Passage provided:

Graduate Certificate of Science, Graduate Diploma of Science, Master of Science, Graduate Certificate of Research Methods, Postgraduate Diploma of Research Methods, Bachelor of Science (Advanced), Graduate Certificate of Development Practice, Graduate Diploma of Development Practice, Master of Development Practice.

This subject will focus on developing student appreciation and understanding for one of the most important processes involved in wildlife ecology: the mitigation and restoration of impacts of habitat loss and landscape change. Habitat loss is one of the main drivers of species extinction facing much of the tropical world (and, indeed, other areas). Alleviating the potential impact of habitat loss requires restoring previously degraded natural systems and re-instating ecological processes. This subject will introduce students to this problem and focus on its solution. The subject will have a primarily plant-based focus (the basis of all habitat restoration programmes) and will introduce students to fundamental biological and functional attributes of plants and how these can be used in restoration. The subject will address the theoretical basis of restoration, its practical application and the ecological techniques (and evidence) for how wildlife populations (both plant and animal) change in response to restoration efforts.

Dataset excerpts:
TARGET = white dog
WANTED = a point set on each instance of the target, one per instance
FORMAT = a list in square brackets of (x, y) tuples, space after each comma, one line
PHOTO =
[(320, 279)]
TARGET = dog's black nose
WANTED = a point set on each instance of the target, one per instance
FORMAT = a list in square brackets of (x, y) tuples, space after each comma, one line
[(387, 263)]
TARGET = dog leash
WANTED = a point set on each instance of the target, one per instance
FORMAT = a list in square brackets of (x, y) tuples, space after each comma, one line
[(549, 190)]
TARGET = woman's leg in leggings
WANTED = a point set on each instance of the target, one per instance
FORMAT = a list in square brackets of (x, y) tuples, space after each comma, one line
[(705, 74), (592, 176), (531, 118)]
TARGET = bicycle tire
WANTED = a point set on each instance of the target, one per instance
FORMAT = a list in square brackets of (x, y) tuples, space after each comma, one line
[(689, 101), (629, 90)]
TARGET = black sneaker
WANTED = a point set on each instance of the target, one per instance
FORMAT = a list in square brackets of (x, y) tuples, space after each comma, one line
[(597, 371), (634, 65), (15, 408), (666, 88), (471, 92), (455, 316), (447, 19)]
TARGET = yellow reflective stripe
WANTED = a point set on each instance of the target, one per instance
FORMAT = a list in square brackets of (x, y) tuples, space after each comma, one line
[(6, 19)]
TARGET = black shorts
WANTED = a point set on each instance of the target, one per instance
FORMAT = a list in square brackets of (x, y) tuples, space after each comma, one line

Prompt:
Answer these from the subject description:
(a) What does it name as one of the main drivers of species extinction facing much of the tropical world?
(b) What kind of focus will the subject primarily have?
(c) Which two master's degrees appear in the list at the top?

Task response:
(a) Habitat loss.
(b) A primarily plant-based focus.
(c) Master of Science and Master of Development Practice.